══ DATA FOR THIS TASK ══

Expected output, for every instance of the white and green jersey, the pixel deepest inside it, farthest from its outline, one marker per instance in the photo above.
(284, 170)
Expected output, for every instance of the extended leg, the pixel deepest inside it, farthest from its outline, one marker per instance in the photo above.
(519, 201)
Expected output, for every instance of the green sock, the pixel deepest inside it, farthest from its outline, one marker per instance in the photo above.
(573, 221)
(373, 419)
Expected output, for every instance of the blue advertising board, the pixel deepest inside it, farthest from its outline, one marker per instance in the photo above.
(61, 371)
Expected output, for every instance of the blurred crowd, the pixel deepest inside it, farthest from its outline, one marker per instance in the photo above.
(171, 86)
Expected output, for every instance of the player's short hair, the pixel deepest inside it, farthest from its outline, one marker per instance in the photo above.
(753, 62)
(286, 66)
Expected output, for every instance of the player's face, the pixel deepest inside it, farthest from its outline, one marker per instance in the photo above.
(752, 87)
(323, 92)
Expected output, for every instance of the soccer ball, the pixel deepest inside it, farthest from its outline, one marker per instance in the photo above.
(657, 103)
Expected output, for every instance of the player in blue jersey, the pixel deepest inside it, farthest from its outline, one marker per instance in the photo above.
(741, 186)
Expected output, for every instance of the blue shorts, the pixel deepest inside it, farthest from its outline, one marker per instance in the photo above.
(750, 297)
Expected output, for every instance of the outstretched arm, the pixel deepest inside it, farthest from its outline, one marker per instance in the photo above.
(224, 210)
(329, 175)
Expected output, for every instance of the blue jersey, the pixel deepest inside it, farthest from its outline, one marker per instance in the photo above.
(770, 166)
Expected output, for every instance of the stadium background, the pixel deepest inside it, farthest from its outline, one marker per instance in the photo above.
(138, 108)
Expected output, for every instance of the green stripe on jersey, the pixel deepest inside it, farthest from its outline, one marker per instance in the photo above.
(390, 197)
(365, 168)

═══

### TASK TO COMPLETE
Using the data above, print every record exactly as shown.

### YOUR SOLUTION
Expected output, for every instance of the white and green jersey, the pixel deepest inside it, farthest from its outline, one marker per instance in the photo above.
(284, 170)
Expected output, for every instance of the extended leg, the pixel deepest inside it, farthest from its outline, one marker per instance in the photo above.
(519, 201)
Expected output, for every instance of the green sock, the pixel deepest inside it, farthest from its outline, one marker per instance in the photo above.
(573, 221)
(373, 419)
Expected output, for every instance of the blue advertising board, the pixel deepest inside it, farthest from its outline, one marker per instance in the photo above.
(61, 371)
Expected output, for every instance of the blurred crowd, the pixel deepest inside it, farthest from its outline, one marker per instance in the photo above.
(171, 86)
Expected output, for every instance of the player's short hair, the pixel deepest inside it, farthest from its outline, one marker per instance in the photo above.
(753, 62)
(286, 66)
Expected output, for every instance of the player's face, the pixel deepest inside it, farthest from its outline, one marker per instance in the photo above.
(752, 87)
(323, 92)
Expected output, for every instance of the soccer ball, the pixel deepest inside it, farthest from its outline, one marker per instance in the photo above.
(657, 103)
Expected output, for every instance of the player in blue jersey, the pixel deepest inside it, farthest from its outline, one marker per instance in the photo above.
(741, 186)
Expected output, for every instance of the blue shorts, the pixel deepest inside it, farthest from its outline, one marker per instance in the photo above.
(750, 297)
Expected output, for every instance of the outstretched arm, the pixel deepest inside it, farthest from its outline, one marker per instance in the photo above.
(224, 210)
(329, 175)
Expected output, for every instance of the blue jersey, the pixel deepest inside it, farthest from its outline, one marker per instance in the photo above.
(770, 166)
Expected output, for every instance of the stadium background, the pixel deepest inside it, farthest from its outline, one marker per instance in the photo above.
(138, 108)
Expected output, for every instance of the green stripe on jersey, the pixel deepest inside it, farthest from its outline, one marker per instance in the photo above.
(390, 197)
(365, 168)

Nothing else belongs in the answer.